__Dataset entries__
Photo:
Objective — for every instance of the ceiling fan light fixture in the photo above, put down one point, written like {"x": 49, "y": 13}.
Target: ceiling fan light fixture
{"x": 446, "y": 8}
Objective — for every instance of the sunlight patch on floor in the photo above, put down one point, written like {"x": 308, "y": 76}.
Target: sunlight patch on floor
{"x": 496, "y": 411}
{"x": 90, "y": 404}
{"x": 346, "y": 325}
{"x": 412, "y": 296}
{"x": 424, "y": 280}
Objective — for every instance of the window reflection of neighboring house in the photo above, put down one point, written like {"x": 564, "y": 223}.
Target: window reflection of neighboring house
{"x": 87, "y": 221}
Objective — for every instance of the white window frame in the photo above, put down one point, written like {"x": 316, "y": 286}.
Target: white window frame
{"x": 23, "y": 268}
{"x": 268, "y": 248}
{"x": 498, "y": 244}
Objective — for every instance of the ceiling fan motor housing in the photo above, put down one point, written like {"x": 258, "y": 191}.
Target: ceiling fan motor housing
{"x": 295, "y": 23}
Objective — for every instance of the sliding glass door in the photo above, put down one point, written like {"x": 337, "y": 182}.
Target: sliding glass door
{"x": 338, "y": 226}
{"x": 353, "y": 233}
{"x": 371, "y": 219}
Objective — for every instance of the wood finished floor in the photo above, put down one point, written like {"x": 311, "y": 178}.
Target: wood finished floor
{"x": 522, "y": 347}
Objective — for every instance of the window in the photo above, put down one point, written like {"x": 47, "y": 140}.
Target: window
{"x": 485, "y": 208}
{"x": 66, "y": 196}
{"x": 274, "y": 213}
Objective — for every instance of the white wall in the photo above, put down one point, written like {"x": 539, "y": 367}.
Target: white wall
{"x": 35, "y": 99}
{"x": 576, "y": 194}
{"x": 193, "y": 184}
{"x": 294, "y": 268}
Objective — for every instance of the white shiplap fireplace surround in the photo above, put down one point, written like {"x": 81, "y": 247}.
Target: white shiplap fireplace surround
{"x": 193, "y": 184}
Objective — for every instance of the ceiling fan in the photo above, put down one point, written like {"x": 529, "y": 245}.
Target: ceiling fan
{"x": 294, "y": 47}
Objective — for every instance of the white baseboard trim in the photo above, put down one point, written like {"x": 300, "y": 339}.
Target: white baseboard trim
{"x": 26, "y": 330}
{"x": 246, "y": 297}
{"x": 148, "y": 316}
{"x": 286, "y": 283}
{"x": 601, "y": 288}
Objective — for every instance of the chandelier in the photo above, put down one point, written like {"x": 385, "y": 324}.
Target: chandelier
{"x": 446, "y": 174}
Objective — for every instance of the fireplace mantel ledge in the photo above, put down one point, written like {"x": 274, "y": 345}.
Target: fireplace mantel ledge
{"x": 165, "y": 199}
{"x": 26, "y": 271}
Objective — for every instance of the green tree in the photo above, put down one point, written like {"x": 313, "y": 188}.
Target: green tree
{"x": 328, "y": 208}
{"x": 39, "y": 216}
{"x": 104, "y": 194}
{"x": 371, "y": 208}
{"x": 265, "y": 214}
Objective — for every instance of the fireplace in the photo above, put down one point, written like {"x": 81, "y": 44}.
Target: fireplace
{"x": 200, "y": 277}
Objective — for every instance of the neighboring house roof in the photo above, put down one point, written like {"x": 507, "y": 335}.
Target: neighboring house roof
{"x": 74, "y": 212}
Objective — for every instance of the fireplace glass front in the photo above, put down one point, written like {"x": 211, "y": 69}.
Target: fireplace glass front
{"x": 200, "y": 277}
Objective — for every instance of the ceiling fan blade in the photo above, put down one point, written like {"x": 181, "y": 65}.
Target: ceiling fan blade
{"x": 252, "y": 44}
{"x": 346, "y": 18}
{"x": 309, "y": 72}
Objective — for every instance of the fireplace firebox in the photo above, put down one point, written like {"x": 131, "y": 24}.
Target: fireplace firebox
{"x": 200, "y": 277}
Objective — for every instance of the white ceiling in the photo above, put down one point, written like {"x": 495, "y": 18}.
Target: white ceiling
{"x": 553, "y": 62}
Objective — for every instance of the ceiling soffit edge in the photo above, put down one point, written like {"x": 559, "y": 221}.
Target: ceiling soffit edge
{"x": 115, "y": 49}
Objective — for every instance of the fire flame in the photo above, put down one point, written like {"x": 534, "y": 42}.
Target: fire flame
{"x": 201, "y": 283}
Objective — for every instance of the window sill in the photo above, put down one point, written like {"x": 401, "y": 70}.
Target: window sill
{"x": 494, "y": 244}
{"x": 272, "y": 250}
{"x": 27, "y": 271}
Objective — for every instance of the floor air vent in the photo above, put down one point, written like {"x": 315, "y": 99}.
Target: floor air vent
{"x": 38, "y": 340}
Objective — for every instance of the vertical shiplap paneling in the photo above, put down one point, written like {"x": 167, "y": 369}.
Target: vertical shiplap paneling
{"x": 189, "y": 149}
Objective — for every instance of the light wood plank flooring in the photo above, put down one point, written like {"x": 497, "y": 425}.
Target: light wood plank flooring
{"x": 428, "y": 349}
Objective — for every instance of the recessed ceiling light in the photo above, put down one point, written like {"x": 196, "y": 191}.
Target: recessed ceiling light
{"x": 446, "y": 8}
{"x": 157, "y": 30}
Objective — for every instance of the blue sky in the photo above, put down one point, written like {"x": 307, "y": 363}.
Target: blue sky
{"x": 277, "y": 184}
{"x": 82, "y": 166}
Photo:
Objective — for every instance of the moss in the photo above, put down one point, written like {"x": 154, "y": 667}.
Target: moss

__TASK GOAL__
Say how many lines of the data include the word "moss". Respond with the number alone.

__OUTPUT FOR THIS TASK__
2